= Given passage =
# Watch Cisco on TV tonight!



## GSDBESTK9

Well, the day has come, watch my boy Cisco act as a Police K9 on TV show Pamic 9-1-1 at 10pm on A&E.


----------



## Jaxx's mom

I'll definitely watch it! I watched the first two episodes of it on demand, but I didn't see Cisco  . The show was good though  


Sent from Petguide.com Free App


----------



## GSDLover2000

Wow nice! Congrats to you both! I will definitely watch!


----------



## Nigel

What episode is it? @10 we have something different on, but panic 911 comes on at 7 & has two different shows airing tonite.


----------



## Bear GSD

I think she said it was the episode "I don't want to die like this"
I'll be watching as well!


----------



## GSDBESTK9

Yes, it is called "I don't want to die like this".


----------



## K.Creek

Way to go Cisco!!! Watching now!!!


Sent from Petguide.com Free App


----------



## angelas

Just saw it. Good boy. And yes, he's moving fast through that house.


----------



## wildo

Awesome awesome!! Cisco WAS crazy fast through there!


----------



## Bear GSD

Oh my gosh, I was soo scared for that lady.
Cisco looked awesome!!! A very impressive tv debut.


----------



## Bear GSD

Will Cisco be on any other upcoming episodes?


----------



## readaboutdogs

Just saw it! Very nice! Wished theyed shown more of the dog scenes! Congrats on your great dog!


----------



## Jaxx's mom

Watching it right now! Just got past the point when he ran through to house. Man that dogs fast! Haha


Sent from Petguide.com Free App


----------



## kjdreyer

Probably shouldn't have watched this before I try to go to bed, I'm alone tonight! No closed door on the crate for Jedda tonight! But that was very cool, man I love to watch working dogs even when they're acting!


----------



## Nigel

readaboutdogs said:


> Just saw it! Very nice! Wished theyed shown more of the dog scenes! Congrats on your great dog!


Me too! I was hoping to see him take down one of burglars/actors.


----------



## GSDBESTK9

Well I thought he looked pretty good running through the house and biting the hidden sleeve hubby was wearing.


----------



## mycobraracr

I have it set to record on my DVR.


----------



## GSDBESTK9

Bear GSD said:


> Will Cisco be on any other upcoming episodes?


The next one will be our Arko's but yes Cisco will be recording another TV show in a few weeks.


----------



## Bear GSD

GSDBESTK9 said:


> The next one will be our Arko's but yes Cisco will be recording another TV show in a few weeks.


Awesome, keep us posted with the dates and times so we can watch!

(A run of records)
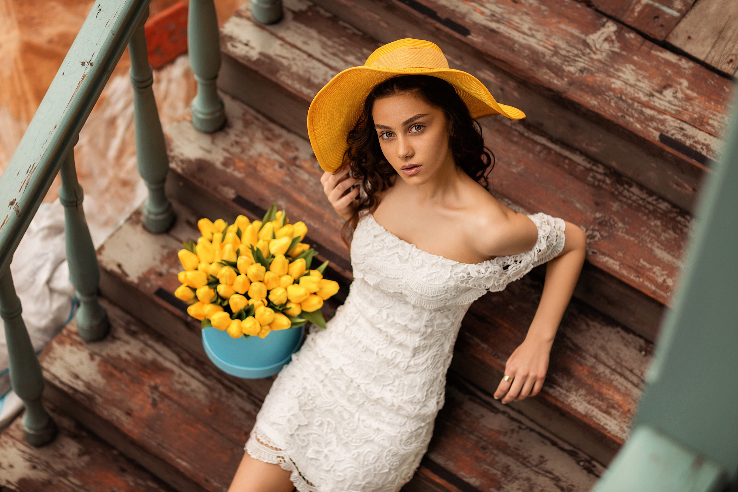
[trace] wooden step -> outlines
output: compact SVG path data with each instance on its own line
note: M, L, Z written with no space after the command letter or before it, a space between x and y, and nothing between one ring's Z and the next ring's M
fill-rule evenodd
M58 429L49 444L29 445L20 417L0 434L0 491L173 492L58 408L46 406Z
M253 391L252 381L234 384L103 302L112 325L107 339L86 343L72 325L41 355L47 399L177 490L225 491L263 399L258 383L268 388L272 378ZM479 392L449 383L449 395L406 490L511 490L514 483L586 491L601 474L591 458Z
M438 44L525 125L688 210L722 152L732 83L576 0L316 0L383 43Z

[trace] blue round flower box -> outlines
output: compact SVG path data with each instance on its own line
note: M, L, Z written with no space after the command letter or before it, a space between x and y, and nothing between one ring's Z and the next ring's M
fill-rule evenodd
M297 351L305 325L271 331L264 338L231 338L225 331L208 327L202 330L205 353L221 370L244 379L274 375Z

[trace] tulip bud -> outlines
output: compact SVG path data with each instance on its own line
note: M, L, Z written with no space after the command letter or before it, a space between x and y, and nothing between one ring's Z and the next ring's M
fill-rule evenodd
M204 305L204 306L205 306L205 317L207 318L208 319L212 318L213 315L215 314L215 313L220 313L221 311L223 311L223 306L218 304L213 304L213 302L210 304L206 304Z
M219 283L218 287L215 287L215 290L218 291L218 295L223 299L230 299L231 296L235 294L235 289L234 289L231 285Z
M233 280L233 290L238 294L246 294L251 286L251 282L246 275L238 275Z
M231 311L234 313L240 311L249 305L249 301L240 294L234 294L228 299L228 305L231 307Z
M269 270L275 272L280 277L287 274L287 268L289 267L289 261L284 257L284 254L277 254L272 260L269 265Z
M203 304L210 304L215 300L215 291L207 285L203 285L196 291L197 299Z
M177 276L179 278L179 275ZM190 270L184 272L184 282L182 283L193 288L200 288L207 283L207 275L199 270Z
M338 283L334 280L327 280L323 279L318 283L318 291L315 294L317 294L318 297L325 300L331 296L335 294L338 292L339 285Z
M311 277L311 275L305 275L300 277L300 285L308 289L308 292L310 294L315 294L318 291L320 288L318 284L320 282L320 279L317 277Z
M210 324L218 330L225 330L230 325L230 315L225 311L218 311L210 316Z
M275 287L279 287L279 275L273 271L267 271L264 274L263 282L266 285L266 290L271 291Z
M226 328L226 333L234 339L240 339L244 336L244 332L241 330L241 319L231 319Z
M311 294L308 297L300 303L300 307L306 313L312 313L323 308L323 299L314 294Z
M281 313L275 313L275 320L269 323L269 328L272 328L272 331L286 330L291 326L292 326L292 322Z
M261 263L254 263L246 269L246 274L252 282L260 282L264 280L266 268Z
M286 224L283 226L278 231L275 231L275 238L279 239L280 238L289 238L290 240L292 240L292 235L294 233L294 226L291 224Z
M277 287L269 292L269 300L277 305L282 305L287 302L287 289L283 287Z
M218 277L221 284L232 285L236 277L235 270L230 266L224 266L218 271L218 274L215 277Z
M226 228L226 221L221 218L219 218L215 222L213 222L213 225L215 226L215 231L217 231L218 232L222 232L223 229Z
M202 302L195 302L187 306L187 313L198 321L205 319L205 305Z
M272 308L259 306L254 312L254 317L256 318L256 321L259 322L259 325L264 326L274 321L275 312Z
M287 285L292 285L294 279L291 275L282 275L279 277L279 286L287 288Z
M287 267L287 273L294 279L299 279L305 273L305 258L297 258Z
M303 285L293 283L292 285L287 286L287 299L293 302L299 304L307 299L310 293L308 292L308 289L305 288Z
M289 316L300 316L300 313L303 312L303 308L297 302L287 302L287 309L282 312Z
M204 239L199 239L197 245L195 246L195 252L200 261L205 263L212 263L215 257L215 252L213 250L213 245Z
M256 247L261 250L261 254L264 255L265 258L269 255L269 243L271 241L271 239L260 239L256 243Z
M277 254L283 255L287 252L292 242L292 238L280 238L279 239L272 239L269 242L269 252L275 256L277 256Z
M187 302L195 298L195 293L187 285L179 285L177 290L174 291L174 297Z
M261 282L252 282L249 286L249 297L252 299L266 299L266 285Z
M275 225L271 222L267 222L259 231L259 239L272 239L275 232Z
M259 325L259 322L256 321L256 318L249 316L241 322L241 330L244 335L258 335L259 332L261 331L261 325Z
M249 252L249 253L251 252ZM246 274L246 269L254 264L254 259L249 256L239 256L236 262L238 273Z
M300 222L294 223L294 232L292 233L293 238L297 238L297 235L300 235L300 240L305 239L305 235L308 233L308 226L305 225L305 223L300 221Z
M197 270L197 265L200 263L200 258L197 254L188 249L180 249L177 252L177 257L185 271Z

= Work to do =
1. In the forum thread about Cisco's TV appearance, what is the title of the episode that features Cisco?
2. Copy the forum thread about Cisco's TV appearance word for word, from "Well I thought" up to and including "record on my DVR.".
3. Write a continuation of the forum thread about Cisco's TV appearance, beginning after its final post.

= Results for the exercise =
1. "I don't want to die like this"

2.
Well I thought he looked pretty good running through the house and biting the hidden sleeve hubby was wearing.


----------



## mycobraracr

I have it set to record on my DVR.

3.
----------



## Momto2GSDs

Just watched it and it was AWESOME!
Congratulations! You must be SO proud!!!
Is he a police K-9? Or how did you get chosen for this? Is Cisco an "actor" dog?


----------



## Jaxx's mom

It was great! 
I'm gonna watch it from now on! 
Is Cisco going to be on the rest of the episodes? Or was it a one time thing? 



Sent from Petguide.com Free App


----------



## GSDBESTK9

wildo said:


> Awesome awesome!! Cisco WAS crazy fast through there!


You have no idea how fast he is! And how fast he was going through the house to the point they had to record that scene many times cause they could not keep up with him. LOL His sister Cobra is the same if not faster!


----------



## GSDBESTK9

Jaxx's mom said:


> It was great!
> I'm gonna watch it from now on!
> Is Cisco going to be on the rest of the episodes? Or was it a one time thing?
> 
> 
> 
> Sent from Petguide.com Free App


No we have recorded more but with our dog Arko. Cisco will be recording another show in a few weeks.


----------



## GSDLover2000

It was awesome!! Cisco looked great!!!!


----------



## GSDBESTK9

Here is a short clip of Cisco's part in the TV episode:


----------



## GSDLoverII

Very Cool!!


----------



## Sunflowers

Yaaaay! I was so upset because I missed it!
I love how he wrinkles the carpet, LOL. Going to watch again :wild:


----------



## KMH

That is too cool.Thanks for posting the clip - I don't watch tv so I couldn't have seen otherwise.


----------



## GSDBESTK9

I just saw they are repeating the TV Episode at 3pm today on A&E.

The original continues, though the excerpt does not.